Source data:
- - - - - - -

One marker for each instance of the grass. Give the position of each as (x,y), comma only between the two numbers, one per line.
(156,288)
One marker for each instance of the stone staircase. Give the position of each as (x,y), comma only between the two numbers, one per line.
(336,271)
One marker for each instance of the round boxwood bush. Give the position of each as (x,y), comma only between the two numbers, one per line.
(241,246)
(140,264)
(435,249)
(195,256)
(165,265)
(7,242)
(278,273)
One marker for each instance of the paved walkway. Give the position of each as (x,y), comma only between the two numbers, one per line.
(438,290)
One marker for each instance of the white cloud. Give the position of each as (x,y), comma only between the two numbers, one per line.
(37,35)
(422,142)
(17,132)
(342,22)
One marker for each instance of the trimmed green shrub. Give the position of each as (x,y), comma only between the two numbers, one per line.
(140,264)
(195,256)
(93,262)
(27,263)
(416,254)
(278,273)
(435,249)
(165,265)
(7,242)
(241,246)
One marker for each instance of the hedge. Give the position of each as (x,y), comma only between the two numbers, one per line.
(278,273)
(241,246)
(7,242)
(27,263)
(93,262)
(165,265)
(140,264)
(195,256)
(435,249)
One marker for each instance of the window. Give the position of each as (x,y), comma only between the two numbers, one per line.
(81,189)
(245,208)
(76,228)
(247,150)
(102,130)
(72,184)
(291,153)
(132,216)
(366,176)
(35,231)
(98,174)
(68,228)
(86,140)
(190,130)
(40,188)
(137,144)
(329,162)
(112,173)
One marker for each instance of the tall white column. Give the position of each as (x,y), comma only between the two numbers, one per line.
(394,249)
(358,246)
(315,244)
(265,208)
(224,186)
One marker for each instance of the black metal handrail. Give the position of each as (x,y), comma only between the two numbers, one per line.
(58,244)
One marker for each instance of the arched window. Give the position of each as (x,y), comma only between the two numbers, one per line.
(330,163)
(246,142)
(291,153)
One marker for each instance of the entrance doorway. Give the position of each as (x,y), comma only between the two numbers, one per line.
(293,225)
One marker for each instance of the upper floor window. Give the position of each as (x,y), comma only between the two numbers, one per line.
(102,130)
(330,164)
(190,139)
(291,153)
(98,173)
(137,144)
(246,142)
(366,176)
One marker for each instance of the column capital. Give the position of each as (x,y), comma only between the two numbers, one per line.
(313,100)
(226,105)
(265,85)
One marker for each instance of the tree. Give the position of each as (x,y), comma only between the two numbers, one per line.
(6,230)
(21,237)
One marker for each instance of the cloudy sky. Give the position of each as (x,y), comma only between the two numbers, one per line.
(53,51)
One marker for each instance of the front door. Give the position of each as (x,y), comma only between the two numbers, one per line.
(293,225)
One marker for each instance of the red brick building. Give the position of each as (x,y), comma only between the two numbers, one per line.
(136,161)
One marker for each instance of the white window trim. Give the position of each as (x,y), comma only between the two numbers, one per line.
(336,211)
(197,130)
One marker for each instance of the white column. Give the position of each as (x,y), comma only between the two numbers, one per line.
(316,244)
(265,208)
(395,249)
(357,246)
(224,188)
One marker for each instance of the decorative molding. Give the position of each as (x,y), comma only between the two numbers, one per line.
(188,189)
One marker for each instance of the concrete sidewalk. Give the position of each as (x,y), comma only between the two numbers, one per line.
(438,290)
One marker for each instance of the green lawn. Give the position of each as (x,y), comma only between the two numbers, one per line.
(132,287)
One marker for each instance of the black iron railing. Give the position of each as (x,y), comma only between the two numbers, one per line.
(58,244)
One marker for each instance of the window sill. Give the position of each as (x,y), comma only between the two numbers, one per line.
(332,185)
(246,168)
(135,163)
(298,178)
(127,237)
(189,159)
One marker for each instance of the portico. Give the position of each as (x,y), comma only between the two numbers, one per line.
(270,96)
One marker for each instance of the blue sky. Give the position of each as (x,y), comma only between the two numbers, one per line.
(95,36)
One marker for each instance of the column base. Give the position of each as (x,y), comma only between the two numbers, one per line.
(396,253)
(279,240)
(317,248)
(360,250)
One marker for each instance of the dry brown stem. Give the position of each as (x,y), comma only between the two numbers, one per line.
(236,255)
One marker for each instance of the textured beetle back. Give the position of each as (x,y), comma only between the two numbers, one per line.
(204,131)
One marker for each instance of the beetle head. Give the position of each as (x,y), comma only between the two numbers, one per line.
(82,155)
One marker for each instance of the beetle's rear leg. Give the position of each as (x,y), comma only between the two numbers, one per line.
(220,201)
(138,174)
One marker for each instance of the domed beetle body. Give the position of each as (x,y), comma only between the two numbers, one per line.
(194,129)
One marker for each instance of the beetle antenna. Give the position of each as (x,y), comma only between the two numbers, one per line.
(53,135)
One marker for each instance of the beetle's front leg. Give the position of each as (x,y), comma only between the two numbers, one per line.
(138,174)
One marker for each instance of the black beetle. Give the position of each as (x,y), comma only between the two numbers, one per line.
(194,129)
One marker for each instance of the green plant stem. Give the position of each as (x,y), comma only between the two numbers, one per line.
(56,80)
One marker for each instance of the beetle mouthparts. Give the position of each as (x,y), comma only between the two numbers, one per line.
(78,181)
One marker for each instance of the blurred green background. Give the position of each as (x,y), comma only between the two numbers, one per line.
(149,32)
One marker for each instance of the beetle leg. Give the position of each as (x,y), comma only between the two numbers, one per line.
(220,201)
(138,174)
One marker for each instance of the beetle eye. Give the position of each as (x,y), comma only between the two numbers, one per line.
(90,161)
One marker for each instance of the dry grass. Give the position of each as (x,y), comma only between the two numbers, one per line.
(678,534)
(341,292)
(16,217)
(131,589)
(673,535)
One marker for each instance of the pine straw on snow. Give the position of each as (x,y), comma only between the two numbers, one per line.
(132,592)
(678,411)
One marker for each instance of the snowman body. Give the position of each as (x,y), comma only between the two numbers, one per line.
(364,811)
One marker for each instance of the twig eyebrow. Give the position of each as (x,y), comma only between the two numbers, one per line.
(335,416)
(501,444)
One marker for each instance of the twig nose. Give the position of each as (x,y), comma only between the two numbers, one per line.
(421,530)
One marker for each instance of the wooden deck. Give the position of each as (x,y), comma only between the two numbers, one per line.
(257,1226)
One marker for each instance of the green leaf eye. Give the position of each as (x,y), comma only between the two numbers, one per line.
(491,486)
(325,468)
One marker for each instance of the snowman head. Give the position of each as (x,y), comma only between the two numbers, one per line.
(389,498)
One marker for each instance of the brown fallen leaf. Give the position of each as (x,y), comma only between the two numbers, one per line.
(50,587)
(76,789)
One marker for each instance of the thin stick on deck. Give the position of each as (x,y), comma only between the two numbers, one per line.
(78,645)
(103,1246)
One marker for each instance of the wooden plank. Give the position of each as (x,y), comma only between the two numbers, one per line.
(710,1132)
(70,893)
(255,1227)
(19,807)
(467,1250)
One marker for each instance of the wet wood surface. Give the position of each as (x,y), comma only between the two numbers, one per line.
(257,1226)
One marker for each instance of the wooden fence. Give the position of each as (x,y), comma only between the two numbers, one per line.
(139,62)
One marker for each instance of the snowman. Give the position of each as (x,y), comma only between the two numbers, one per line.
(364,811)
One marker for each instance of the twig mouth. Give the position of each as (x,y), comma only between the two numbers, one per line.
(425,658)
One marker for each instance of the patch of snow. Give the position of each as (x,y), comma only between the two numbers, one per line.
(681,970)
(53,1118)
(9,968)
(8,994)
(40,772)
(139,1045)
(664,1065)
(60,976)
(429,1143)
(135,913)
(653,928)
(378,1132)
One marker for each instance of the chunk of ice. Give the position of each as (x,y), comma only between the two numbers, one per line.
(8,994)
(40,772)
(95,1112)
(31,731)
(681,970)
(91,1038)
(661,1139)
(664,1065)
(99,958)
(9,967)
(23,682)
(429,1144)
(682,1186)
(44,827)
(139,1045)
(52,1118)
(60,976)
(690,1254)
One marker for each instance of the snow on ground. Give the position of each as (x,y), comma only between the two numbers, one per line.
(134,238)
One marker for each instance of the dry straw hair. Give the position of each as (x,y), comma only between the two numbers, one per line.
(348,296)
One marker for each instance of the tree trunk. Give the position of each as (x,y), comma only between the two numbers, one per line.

- - - - - - -

### THE TASK
An exact repeat of the lines from the one containing "One marker for each instance of the snow on" through the final line of the entries is the whole answer.

### OUTPUT
One marker for each instance of the snow on ground. Give the position of each as (x,y), comma only between the two numbers, one per line.
(134,238)
One marker for each instance of the dry straw hair. Give the position of each as (x,y), comma only between the two numbers, one per line.
(348,296)
One marker for each instance of the tree trunk. Give the position of each as (x,y), comma only between the two numbers, one per line.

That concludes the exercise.